• [Text section]
Wills v. Taylor

193 Mass. 113 | Mass. | 1906

Hammond, J.

The jury specially found that the doors of the elevator well were open at the time the plaintiff went to the building, and that she never had been there before. The evidence warranted those findings. The defendants were the owners of the building, and it was in their charge and possession. While it is true that some repairs had been going on, yet on cross-examination one of the defendants testified that on September 29, the day of the accident, the work was substantially done. He testified : “ The plumbers had been out of there three weeks. There were no carpenters there and no paperers there. There was one painter there. I understand that he was gilding the picture mouldings. There were two men on the outside of the building. No one else was in the building except one tenant *115(Miss Burns) and we did not depend upon her to see that the elevator was taken care of or the elevator doors closed. She didn’t use the elevator but her friends might have used it.” In a word, the premises were under the charge of the defendants the owners, and upon them rested the duty of using reasonable care to see that they were safe.

By their invitation the plaintiff went to the house for the purpose of examining it as a prospective tenant. The hallway was narrow. At the rear end of it as originally built there was a door containing ground glass panels, which opened into a doctor’s office. Subsequently an elevator was put in by the defendants’ predecessor at the rear end of the hallway, with doors opening into the hallway. The door to the doctor’s office was left unchanged except that a bar was put across it so that it could not be used. The elevator occupied substantially the whole width of the hall. When the doors of the elevator well were open and the car was as high as the second floor, this ground glass door was plainly visible “ on account of the light the other side of it,” as one witness testified. The hallway was quite dark, one witness testifying that she “should say it was not light enough in the hall to see anything except the door with the ground glass ” which was in the rear.

• [Information provided]
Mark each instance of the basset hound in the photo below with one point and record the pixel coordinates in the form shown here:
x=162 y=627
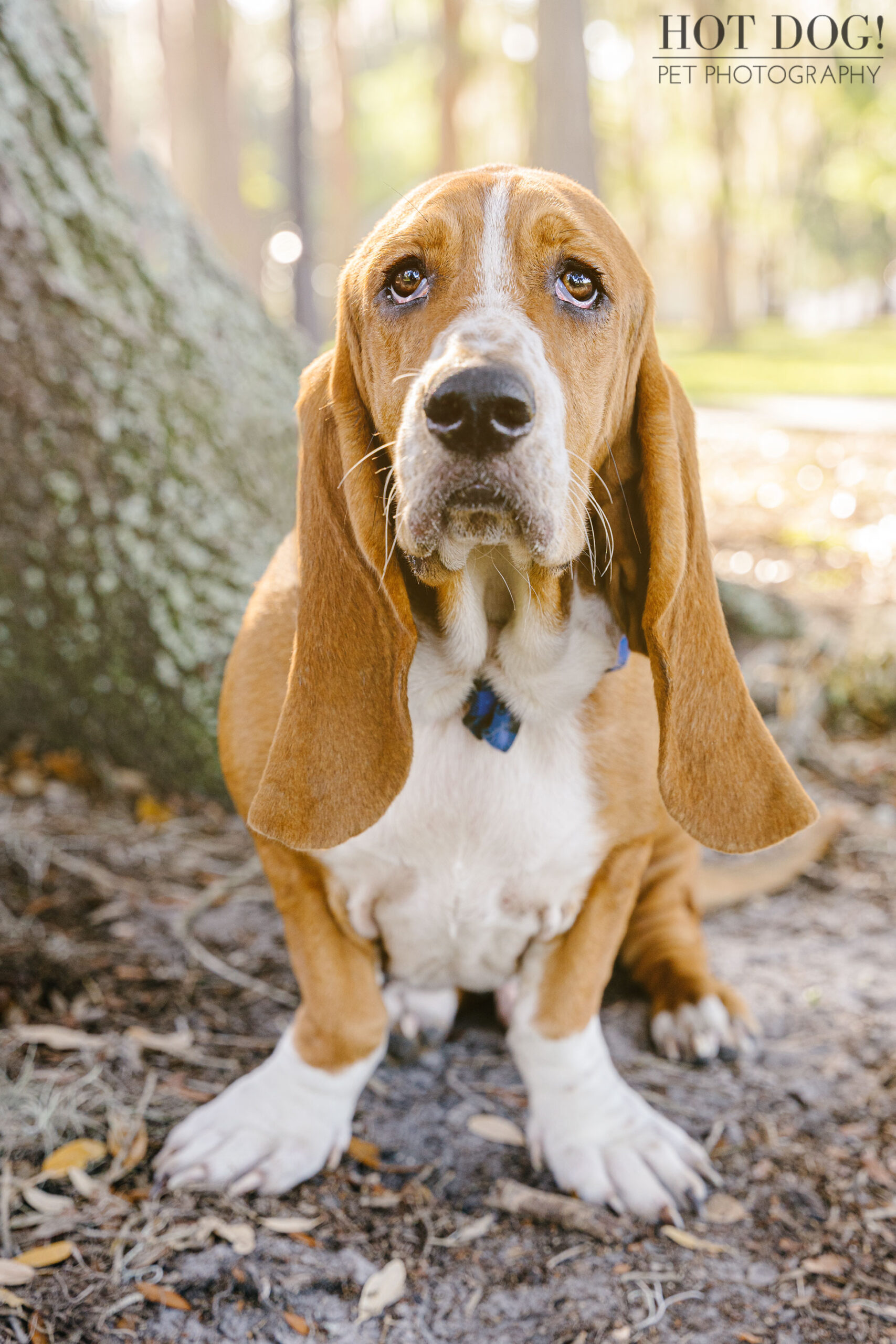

• [Request] Pick up the Wills v. Taylor opinion after its final sentence and carry it on. The data has no part in this.

• [Reply]
As to the manner in which the accident occurred, the plaintiff testified as follows: “I went to the block, and found the outside door wide open. I went in and went along the side of the stairs [on one side of the hallway] and saw a door with two panes of frosted glass, and I thought it was the kitchen or dining room. It was so dark I could see only that door. . . . As I did my own cooking, I thought I would like to see the kitchen and, as I was going along, I put my hand out in front of me, as I once ran against a door in the dark. I didn’t run it along the side of the house. I could see nothing but that door with frosted glass in it at the end of the hall, and I went along and found myself falling. I opened no door, and saw no door but the one I supposed was the door going into the dining room, that is, the door with the ground glass in it. I saw nothing except that. I did not know there was any well there. I supposed I was going to the dining room, and I remember myself falling, but don’t remember hitting the bottom or anything at all.”

*116She was found shortly afterwards at the bottom of the well, nearly, if not quite, unconscious. At the time she was found the doors of the elevator well on the hall floor were open and the car was above at the second floor.

Upon the evidence the jury might well have found that in view of the darkness of the entry, the existence of the elevator well, the appearance of the glass door, and their relative situation, there rested a duty upon the defendants to caution the plaintiff, and that in failing to give such caution the defendants were negligent. And the jury might further find that the plaintiff, being by the invitation of the defendants upon the premises for the purpose of examining them, was justified, in the absence of any information or caution to the contrary, in thinking that the door led to some part of the tenement and in trying to reach it as she did.

Exceptions overruled.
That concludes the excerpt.